> _ABOUT THIS TASK_: The entries should be given again so that each one matches the original exactly.

> _EXTRACTED RECORDS_:
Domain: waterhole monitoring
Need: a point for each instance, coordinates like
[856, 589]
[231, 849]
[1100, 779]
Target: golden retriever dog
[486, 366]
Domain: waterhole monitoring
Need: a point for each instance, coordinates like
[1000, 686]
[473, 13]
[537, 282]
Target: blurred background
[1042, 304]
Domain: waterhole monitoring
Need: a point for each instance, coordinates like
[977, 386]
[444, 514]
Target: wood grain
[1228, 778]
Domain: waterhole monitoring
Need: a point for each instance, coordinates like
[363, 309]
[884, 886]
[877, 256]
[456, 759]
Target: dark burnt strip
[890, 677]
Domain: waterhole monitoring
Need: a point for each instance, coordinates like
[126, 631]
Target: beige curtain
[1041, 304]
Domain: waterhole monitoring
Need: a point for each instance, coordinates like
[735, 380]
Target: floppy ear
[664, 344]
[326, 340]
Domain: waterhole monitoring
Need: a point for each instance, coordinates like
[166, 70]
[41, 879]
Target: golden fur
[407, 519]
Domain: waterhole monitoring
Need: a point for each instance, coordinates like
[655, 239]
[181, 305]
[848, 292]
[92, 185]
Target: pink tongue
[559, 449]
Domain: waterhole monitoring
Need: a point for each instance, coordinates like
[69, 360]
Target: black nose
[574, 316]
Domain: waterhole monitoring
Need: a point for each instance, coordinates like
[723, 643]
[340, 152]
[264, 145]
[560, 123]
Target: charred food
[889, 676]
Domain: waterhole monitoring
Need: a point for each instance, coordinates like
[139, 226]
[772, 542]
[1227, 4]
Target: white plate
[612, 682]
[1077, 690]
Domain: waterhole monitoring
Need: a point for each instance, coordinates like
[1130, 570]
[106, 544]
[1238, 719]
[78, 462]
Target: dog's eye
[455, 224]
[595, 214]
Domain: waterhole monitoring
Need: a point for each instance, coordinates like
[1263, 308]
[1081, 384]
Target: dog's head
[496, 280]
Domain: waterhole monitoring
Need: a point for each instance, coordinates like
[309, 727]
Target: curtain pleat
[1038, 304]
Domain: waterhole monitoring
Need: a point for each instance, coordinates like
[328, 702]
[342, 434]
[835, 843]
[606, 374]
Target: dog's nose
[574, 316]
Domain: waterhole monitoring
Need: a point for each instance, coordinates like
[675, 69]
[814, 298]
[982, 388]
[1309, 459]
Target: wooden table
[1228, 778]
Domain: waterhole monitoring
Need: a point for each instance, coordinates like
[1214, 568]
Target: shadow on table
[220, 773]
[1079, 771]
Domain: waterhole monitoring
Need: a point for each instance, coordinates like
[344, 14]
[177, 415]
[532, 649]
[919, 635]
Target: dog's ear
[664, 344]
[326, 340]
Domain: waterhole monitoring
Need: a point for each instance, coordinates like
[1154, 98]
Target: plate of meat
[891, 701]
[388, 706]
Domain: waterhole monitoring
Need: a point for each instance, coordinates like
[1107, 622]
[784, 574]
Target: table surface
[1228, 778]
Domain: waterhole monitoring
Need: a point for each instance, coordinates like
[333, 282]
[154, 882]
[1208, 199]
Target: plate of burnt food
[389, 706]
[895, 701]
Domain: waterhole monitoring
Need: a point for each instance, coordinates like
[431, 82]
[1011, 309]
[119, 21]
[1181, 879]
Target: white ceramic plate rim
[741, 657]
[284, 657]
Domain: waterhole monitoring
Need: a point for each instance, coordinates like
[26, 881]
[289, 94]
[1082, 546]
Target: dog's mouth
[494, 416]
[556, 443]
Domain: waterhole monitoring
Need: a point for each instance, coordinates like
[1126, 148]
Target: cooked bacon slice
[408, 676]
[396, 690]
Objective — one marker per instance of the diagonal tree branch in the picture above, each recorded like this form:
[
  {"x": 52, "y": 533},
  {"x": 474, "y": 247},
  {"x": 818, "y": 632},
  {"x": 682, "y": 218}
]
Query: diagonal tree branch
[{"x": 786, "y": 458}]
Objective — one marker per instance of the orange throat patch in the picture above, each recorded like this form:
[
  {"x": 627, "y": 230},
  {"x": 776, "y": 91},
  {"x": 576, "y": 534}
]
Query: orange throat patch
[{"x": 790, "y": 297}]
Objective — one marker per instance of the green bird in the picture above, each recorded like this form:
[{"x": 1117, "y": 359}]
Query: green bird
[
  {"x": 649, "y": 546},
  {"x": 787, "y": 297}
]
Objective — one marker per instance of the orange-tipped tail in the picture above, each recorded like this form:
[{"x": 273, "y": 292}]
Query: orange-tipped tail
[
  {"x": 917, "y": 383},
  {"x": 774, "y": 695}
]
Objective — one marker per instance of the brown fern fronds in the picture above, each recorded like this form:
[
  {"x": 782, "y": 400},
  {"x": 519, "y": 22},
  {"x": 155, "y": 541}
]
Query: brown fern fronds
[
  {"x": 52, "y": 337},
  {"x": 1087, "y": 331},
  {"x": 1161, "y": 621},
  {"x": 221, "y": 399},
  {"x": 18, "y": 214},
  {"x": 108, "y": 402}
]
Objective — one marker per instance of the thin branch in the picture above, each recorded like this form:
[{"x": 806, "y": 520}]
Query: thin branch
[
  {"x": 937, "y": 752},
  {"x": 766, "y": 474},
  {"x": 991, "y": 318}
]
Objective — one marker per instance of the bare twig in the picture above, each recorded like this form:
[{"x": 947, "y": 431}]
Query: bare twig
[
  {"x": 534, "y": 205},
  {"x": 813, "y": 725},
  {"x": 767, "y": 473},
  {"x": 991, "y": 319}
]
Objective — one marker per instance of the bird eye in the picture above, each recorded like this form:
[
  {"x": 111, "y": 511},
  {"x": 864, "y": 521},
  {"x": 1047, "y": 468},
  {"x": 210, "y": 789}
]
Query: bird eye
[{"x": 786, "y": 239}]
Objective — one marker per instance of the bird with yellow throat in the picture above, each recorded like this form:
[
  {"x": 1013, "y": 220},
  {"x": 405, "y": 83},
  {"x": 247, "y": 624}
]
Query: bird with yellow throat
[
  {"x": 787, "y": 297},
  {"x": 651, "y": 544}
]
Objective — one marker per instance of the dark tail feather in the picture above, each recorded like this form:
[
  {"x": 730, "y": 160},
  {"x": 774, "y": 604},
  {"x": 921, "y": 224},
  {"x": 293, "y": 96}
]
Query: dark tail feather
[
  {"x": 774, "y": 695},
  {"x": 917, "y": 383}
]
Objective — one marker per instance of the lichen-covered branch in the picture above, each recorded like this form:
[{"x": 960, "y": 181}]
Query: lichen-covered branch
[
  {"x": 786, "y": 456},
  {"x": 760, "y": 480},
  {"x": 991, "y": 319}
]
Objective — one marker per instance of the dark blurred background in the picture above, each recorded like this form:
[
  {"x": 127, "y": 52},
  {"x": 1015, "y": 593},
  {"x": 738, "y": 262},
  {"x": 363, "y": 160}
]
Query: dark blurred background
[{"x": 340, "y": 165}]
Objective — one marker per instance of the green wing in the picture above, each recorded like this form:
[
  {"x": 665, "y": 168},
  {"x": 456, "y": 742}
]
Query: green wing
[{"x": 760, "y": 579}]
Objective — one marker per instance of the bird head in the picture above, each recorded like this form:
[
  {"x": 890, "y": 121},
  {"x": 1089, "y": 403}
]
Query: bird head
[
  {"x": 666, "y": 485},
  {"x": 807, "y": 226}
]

> _WRITTEN SOLUTION_:
Domain: waterhole monitoring
Need: a point for each instance, coordinates like
[856, 589]
[231, 849]
[1100, 779]
Target: golden retriever dog
[486, 366]
Domain: waterhole monitoring
Need: a point for each instance, coordinates like
[1000, 686]
[473, 13]
[537, 282]
Target: blurred background
[1042, 304]
Domain: waterhole monitoring
Need: a point for each instance, coordinates like
[977, 386]
[444, 514]
Target: wood grain
[1228, 778]
Domain: waterhole monitoring
Need: a point for each instance, coordinates like
[363, 309]
[884, 886]
[877, 256]
[456, 759]
Target: dark burnt strip
[890, 677]
Domain: waterhole monitoring
Need: a point for each instance, coordinates like
[126, 631]
Target: beige curtain
[1041, 304]
Domain: waterhole monitoring
Need: a point for each instance, coordinates like
[735, 380]
Target: floppy ear
[664, 344]
[326, 340]
Domain: waterhole monitoring
Need: a point for each instance, coordinates like
[166, 70]
[41, 879]
Target: golden fur
[407, 519]
Domain: waterhole monitoring
Need: a point for each instance, coordinates like
[655, 239]
[181, 305]
[848, 292]
[92, 185]
Target: pink tongue
[559, 449]
Domain: waterhole monitoring
Need: a point for each instance, coordinates like
[69, 360]
Target: black nose
[574, 316]
Domain: waterhole monitoring
Need: a point for each instance, coordinates like
[723, 643]
[340, 152]
[264, 145]
[560, 123]
Target: charred food
[889, 676]
Domain: waterhole monitoring
Need: a point for each instance, coordinates like
[139, 226]
[772, 542]
[1227, 4]
Target: white plate
[612, 682]
[1077, 690]
Domain: waterhole monitoring
Need: a point for each instance, coordinates like
[1130, 570]
[106, 544]
[1238, 719]
[78, 462]
Target: dog's eye
[455, 224]
[595, 214]
Domain: waterhole monitoring
Need: a point for each instance, coordinates like
[1263, 308]
[1081, 384]
Target: dog's head
[496, 280]
Domain: waterhole monitoring
Need: a point for each instance, coordinates like
[309, 727]
Target: curtain pleat
[1038, 304]
Domain: waterhole monitoring
Need: a point for each instance, coordinates like
[328, 702]
[342, 434]
[835, 843]
[606, 374]
Target: dog's nose
[574, 316]
Domain: waterhole monitoring
Need: a point for each instance, coordinates like
[675, 69]
[814, 298]
[982, 388]
[1309, 459]
Target: wooden table
[1228, 778]
Domain: waterhole monitoring
Need: a point for each instance, coordinates like
[1214, 568]
Target: shadow on table
[220, 773]
[1079, 771]
Domain: waterhole monitoring
Need: a point for each instance, coordinates like
[344, 14]
[177, 415]
[532, 649]
[919, 635]
Target: dog's ear
[664, 344]
[326, 340]
Domain: waterhole monitoring
Need: a point for each instance, coordinates like
[1154, 98]
Target: plate of meat
[891, 701]
[388, 706]
Domain: waterhole monitoring
Need: a point for each instance, coordinates like
[1107, 622]
[784, 574]
Target: table surface
[1228, 778]
Domain: waterhole monitoring
Need: a point for each instance, coordinates like
[333, 282]
[154, 882]
[1208, 199]
Target: plate of burnt food
[389, 706]
[895, 701]
Domain: waterhole monitoring
Need: a point for each instance, coordinates like
[431, 82]
[1011, 309]
[119, 21]
[1181, 879]
Target: white ceramic plate rim
[741, 657]
[284, 657]
Domain: waterhole monitoring
Need: a point for each instance, coordinates like
[26, 881]
[289, 94]
[1082, 546]
Target: dog's mouth
[494, 416]
[556, 443]
Domain: waterhole monitoring
Need: a point for each instance, coordinates like
[1126, 148]
Target: cooked bacon slice
[408, 676]
[396, 690]
Objective — one marker per instance of the diagonal tree branch in the picture above, each recorded like this form:
[
  {"x": 52, "y": 533},
  {"x": 474, "y": 247},
  {"x": 818, "y": 632},
  {"x": 682, "y": 218}
]
Query: diagonal tree branch
[{"x": 786, "y": 458}]
Objective — one marker per instance of the orange throat patch in the picture above, each recorded like this form:
[
  {"x": 627, "y": 230},
  {"x": 776, "y": 91},
  {"x": 576, "y": 534}
]
Query: orange throat patch
[{"x": 790, "y": 297}]
Objective — one marker per instance of the green bird in the picture above, each recorded like this form:
[{"x": 1117, "y": 359}]
Query: green bird
[
  {"x": 649, "y": 546},
  {"x": 787, "y": 297}
]
Objective — one marker per instance of the orange-tipped tail in the picture above, each recorded like this form:
[{"x": 273, "y": 292}]
Query: orange-tipped tail
[
  {"x": 917, "y": 383},
  {"x": 774, "y": 695}
]
Objective — one marker per instance of the brown fern fronds in the picture above, each recorded like this form:
[
  {"x": 782, "y": 400},
  {"x": 519, "y": 22},
  {"x": 155, "y": 541}
]
Query: brown fern fronds
[
  {"x": 52, "y": 337},
  {"x": 1087, "y": 331},
  {"x": 1161, "y": 621},
  {"x": 221, "y": 399},
  {"x": 18, "y": 214},
  {"x": 108, "y": 402}
]
Objective — one marker per instance of the thin branch in the picture above, each recorded like this form:
[{"x": 806, "y": 520}]
Query: thin branch
[
  {"x": 937, "y": 752},
  {"x": 766, "y": 474},
  {"x": 991, "y": 318}
]
Objective — one marker per instance of the bare twig in the picture above, each recorded like this form:
[{"x": 947, "y": 431}]
Query: bare twig
[
  {"x": 534, "y": 205},
  {"x": 813, "y": 725},
  {"x": 767, "y": 473},
  {"x": 991, "y": 319}
]
Objective — one marker per instance of the bird eye in the picture above, each recorded like this form:
[
  {"x": 111, "y": 511},
  {"x": 864, "y": 521},
  {"x": 1047, "y": 468},
  {"x": 210, "y": 789}
]
Query: bird eye
[{"x": 786, "y": 239}]
Objective — one marker per instance of the bird with yellow throat in the picture above, each recorded like this form:
[
  {"x": 1013, "y": 220},
  {"x": 405, "y": 83},
  {"x": 247, "y": 624}
]
Query: bird with yellow throat
[
  {"x": 787, "y": 297},
  {"x": 651, "y": 544}
]
Objective — one marker per instance of the dark tail feather in the picture above, each recorded like this form:
[
  {"x": 730, "y": 160},
  {"x": 774, "y": 604},
  {"x": 921, "y": 224},
  {"x": 293, "y": 96}
]
Query: dark tail feather
[
  {"x": 774, "y": 695},
  {"x": 917, "y": 383}
]
Objective — one marker per instance of the lichen-covered branch in the picture above, each recorded like this form:
[{"x": 960, "y": 181}]
Query: lichen-covered branch
[
  {"x": 786, "y": 456},
  {"x": 760, "y": 480},
  {"x": 991, "y": 319}
]
Objective — one marker per instance of the dark blurred background in the picture above, each recorded like this form:
[
  {"x": 127, "y": 52},
  {"x": 1015, "y": 593},
  {"x": 738, "y": 262},
  {"x": 363, "y": 160}
]
Query: dark blurred background
[{"x": 340, "y": 165}]
Objective — one marker per instance of the green wing in the picture above, each recorded like this form:
[
  {"x": 665, "y": 168},
  {"x": 456, "y": 742}
]
Query: green wing
[{"x": 760, "y": 579}]
Objective — one marker per instance of the bird head in the picture above, each recorded like this form:
[
  {"x": 890, "y": 121},
  {"x": 1089, "y": 403}
]
Query: bird head
[
  {"x": 666, "y": 485},
  {"x": 807, "y": 226}
]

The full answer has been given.